- Opening Delimiter -
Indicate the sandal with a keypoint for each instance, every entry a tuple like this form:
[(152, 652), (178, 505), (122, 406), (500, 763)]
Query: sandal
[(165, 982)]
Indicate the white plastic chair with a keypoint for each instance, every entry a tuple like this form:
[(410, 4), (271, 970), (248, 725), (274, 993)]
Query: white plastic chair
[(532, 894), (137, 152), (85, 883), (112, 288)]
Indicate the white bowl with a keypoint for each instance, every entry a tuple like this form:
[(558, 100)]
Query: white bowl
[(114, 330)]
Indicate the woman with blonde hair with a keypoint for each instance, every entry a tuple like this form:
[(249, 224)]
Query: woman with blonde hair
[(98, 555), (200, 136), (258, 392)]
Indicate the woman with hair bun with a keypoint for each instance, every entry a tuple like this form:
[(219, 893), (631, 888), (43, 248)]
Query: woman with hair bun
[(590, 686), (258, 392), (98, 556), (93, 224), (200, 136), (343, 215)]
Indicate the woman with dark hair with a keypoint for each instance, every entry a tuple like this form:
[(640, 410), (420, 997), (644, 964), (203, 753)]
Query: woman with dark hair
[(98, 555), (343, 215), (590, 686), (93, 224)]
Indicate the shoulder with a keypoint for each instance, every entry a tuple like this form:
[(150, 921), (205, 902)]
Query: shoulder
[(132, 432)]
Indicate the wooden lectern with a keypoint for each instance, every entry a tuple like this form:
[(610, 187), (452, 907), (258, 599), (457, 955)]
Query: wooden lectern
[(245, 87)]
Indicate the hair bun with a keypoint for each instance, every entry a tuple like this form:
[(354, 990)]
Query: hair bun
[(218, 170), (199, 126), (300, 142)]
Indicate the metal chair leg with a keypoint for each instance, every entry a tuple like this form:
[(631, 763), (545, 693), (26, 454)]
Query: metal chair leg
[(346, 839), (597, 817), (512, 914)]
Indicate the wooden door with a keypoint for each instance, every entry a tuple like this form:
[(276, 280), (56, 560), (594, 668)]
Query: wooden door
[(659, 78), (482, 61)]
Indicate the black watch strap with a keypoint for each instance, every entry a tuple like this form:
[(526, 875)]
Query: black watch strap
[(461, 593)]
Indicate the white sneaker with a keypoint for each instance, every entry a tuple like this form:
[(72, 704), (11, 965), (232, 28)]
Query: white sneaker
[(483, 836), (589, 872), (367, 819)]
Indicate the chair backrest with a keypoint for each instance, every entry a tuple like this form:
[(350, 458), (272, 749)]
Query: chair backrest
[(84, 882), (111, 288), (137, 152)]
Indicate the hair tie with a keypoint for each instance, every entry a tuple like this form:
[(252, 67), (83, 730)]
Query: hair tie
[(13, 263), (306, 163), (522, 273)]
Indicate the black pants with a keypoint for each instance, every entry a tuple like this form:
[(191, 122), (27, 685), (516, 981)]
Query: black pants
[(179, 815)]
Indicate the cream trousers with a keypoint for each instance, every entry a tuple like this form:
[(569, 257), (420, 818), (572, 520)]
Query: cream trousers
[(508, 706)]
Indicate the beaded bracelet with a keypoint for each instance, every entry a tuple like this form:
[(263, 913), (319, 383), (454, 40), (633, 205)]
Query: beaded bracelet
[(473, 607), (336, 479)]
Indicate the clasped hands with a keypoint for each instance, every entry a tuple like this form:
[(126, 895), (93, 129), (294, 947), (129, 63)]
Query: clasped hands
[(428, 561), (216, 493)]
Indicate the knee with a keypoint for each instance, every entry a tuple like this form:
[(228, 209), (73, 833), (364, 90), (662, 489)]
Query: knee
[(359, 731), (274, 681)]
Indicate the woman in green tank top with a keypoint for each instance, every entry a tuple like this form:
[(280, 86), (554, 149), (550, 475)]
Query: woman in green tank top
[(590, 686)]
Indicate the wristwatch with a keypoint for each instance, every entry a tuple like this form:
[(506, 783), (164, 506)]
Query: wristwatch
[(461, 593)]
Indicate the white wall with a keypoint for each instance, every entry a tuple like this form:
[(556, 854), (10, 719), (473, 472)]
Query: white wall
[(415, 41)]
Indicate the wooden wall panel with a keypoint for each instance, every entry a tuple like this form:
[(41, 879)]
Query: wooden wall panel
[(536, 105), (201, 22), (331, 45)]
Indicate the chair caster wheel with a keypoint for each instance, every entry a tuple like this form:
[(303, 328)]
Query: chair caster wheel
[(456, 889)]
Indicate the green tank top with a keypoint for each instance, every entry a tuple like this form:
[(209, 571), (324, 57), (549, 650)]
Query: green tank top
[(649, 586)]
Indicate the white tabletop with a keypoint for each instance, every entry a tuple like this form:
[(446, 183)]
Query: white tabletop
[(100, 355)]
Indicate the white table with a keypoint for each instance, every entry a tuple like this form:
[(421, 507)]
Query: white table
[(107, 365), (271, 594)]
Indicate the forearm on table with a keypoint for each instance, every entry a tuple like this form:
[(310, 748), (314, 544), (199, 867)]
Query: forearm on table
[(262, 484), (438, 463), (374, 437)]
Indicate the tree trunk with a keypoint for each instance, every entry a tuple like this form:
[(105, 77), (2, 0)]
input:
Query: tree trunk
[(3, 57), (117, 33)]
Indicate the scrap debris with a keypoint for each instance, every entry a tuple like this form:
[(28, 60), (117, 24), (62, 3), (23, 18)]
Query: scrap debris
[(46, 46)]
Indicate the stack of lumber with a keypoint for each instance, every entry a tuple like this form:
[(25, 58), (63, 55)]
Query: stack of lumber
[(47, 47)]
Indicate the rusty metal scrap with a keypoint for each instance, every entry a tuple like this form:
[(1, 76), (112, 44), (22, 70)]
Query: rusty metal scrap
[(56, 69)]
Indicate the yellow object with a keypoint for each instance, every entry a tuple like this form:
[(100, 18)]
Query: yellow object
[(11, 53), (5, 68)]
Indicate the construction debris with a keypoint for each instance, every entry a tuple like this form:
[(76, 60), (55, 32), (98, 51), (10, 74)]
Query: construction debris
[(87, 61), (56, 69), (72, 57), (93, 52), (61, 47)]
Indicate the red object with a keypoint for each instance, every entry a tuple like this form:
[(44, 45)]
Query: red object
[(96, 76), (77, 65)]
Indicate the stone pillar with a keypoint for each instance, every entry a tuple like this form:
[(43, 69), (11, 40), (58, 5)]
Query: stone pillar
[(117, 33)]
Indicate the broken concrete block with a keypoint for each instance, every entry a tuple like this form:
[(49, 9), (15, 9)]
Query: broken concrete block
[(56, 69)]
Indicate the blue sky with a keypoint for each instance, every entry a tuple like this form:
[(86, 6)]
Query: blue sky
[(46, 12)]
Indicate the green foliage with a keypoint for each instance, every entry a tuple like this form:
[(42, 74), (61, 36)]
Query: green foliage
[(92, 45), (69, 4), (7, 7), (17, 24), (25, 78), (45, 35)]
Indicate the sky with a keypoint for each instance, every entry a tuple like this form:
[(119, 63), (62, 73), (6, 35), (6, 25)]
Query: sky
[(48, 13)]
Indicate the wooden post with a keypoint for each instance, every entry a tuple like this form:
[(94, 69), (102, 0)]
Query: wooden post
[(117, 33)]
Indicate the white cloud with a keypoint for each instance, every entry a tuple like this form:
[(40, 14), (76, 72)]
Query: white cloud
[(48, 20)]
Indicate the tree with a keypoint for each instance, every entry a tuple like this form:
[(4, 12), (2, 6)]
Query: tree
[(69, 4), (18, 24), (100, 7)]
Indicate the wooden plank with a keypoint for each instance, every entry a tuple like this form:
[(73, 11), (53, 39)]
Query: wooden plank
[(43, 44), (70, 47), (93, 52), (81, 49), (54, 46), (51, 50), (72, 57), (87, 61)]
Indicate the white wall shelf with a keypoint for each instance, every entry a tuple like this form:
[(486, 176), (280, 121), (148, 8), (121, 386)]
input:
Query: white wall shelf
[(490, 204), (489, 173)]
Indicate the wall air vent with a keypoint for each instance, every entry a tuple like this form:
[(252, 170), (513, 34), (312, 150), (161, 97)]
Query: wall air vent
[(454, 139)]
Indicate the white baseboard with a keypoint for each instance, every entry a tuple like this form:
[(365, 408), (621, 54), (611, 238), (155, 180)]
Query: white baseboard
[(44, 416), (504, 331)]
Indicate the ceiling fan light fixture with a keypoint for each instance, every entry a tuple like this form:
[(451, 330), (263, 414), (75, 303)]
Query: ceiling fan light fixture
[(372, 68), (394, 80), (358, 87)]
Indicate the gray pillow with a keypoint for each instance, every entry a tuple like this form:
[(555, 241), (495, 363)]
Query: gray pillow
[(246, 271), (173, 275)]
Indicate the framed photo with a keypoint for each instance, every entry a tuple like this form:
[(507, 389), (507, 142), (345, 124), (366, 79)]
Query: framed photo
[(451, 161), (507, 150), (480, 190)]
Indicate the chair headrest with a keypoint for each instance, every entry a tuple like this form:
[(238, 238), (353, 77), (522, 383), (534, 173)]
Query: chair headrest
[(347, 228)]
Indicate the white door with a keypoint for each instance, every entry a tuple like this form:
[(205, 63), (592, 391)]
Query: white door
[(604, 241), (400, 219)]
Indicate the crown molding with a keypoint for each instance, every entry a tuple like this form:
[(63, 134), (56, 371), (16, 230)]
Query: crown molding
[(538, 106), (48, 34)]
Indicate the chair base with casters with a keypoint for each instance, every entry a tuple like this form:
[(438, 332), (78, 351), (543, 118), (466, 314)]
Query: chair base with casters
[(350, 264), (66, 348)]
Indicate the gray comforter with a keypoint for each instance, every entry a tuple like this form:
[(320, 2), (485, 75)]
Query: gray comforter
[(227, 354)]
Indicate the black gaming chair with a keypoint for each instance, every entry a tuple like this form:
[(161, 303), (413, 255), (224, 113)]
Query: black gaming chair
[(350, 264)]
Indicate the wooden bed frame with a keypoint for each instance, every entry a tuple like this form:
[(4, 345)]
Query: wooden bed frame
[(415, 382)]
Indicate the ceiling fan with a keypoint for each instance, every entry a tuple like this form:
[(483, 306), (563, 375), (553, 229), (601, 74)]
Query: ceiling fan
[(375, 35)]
- Closing Delimiter -
To do: Could you copy exactly the lines from the first line of the records above through the line containing "[(354, 990)]", both included, and nothing else?

Answer space:
Indicate the sandal with a keypoint for each instance, every entry a tuple like this form:
[(152, 652), (178, 505), (122, 406), (500, 763)]
Query: sandal
[(165, 982)]
Indicate the white plastic chair with a keypoint for each instance, every entry a tuple like this form:
[(410, 4), (271, 970), (248, 725), (274, 993)]
Query: white plastic chair
[(532, 894), (137, 152), (85, 883), (112, 288)]
Indicate the white bowl with a keypoint for each instance, every entry a tuple like this form:
[(558, 100)]
Query: white bowl
[(114, 330)]
Indicate the woman with blonde hair with a keypoint for each instance, every entry a tuple like this form:
[(249, 224)]
Query: woman with blonde hair
[(98, 555), (200, 136), (258, 392)]
Indicate the woman with hair bun with a keypoint for each instance, every entry a tuple like this form:
[(219, 893), (631, 888), (43, 248)]
Query: woman with hair bun
[(590, 686), (258, 392), (98, 556), (93, 224), (200, 136), (343, 215)]
Indicate the woman with dark hair with a keypoint for each instance, every entry a tuple like this form:
[(640, 410), (420, 997), (644, 964), (203, 753)]
Query: woman with dark hair
[(98, 555), (343, 215), (590, 686), (93, 224)]
Indicate the shoulder with a keypoint for each instance, every entry a tuple like this form:
[(150, 921), (205, 902)]
Query: shoulder
[(132, 432)]
Indicate the wooden lectern with a keypoint for each instance, every entry a tuple like this form:
[(610, 187), (452, 907), (258, 599), (457, 955)]
Query: wooden lectern
[(245, 87)]
Indicate the hair bun with a keypoint for each instance, every entry a tuple like this form:
[(354, 990)]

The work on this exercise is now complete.